** EXTRACTED TEXT follows **

According to the Center for Disease Control and Prevention, drug overdose deaths continue to increase in the United States. Just two years ago more than 70,000 people died from drug overdoses, and now one former first responder wants to help lower those numbers.

For almost three decades Luis Garcia was a firefighter paramedic in South Florida.

And for the past two years, Garcia says he's hosted more than 100 2-hour Narcan seminars across the country to teach people when and how to administer the drug.

"In my 28 years in fire rescue, Narcan was the most powerful drug that we carried in a fire rescue paramedic box or our code blue crash car. It is an amazing magic drug, there are very few concerns with the administration of Narcan and because it is available even a 10-year-old child an administer with no training," said Garcia.

Narcan is FDA approved and can help someone suffering from cardiac arrest or reverse an opioid overdose.

"Working in healthcare for 35 years, yes I have seen patients, clients, employees, that have had addiction issues," stated Sally Dahlem, Co-Owner of Home By Choice.

With her daughter attending the University of Florida one woman came to the Gainesville seminar to learn more about Narcan.

"My main concern is that the kids nowadays with this vaping, their drinking, their inhibitions are lowered, they're vaping they don't know who gave them the vape, it could be laced with the fentanyl , so this could be a really big problem that we could have at out our high schools or universities," said Eldita Garcia, Luxury Real Estate Specialist.

Garcia says the one challenge he often recognizes, is the stigma that comes with drug abuse.

"The reality is that most people still judge people who are battling the disease of substance abuse disorder, it is a disease, it is not a life choice. Unless someone has lost a child to addiction, unless they themselves have worked in this field, or they're in a 12-step recovery program and they know somebody's whose family members are battling is, most people don't understand it and they just don't care," said Garcia.

Garcia says he's given out more than three thousand Narcan sprays with help from donations.

And while most of the people at the seminar said they've never administered Narcan, but being informed and having the drug on hand means that they will have the chance to save a life when that time comes.

** End of EXTRACTED TEXT **

Please write out the stretch of the Narcan article from "With her daughter" through "Real Estate Specialist.", word for word. The data that follows is not needed.

** SUPPLIED DATA follows **

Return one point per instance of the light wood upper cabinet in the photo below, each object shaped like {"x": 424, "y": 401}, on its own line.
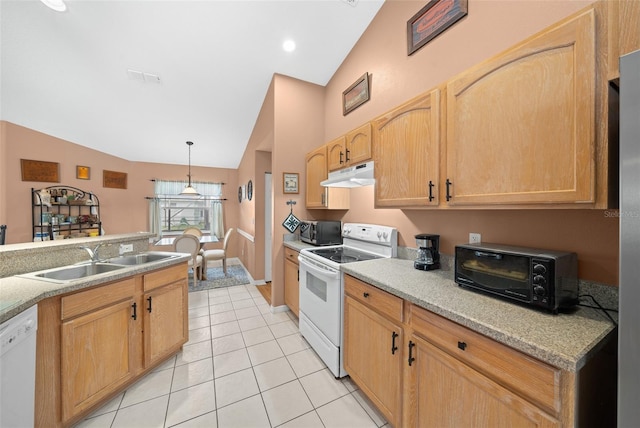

** End of SUPPLIED DATA **

● **ANSWER TO THIS PROBLEM**:
With her daughter attending the University of Florida one woman came to the Gainesville seminar to learn more about Narcan.

"My main concern is that the kids nowadays with this vaping, their drinking, their inhibitions are lowered, they're vaping they don't know who gave them the vape, it could be laced with the fentanyl , so this could be a really big problem that we could have at out our high schools or universities," said Eldita Garcia, Luxury Real Estate Specialist.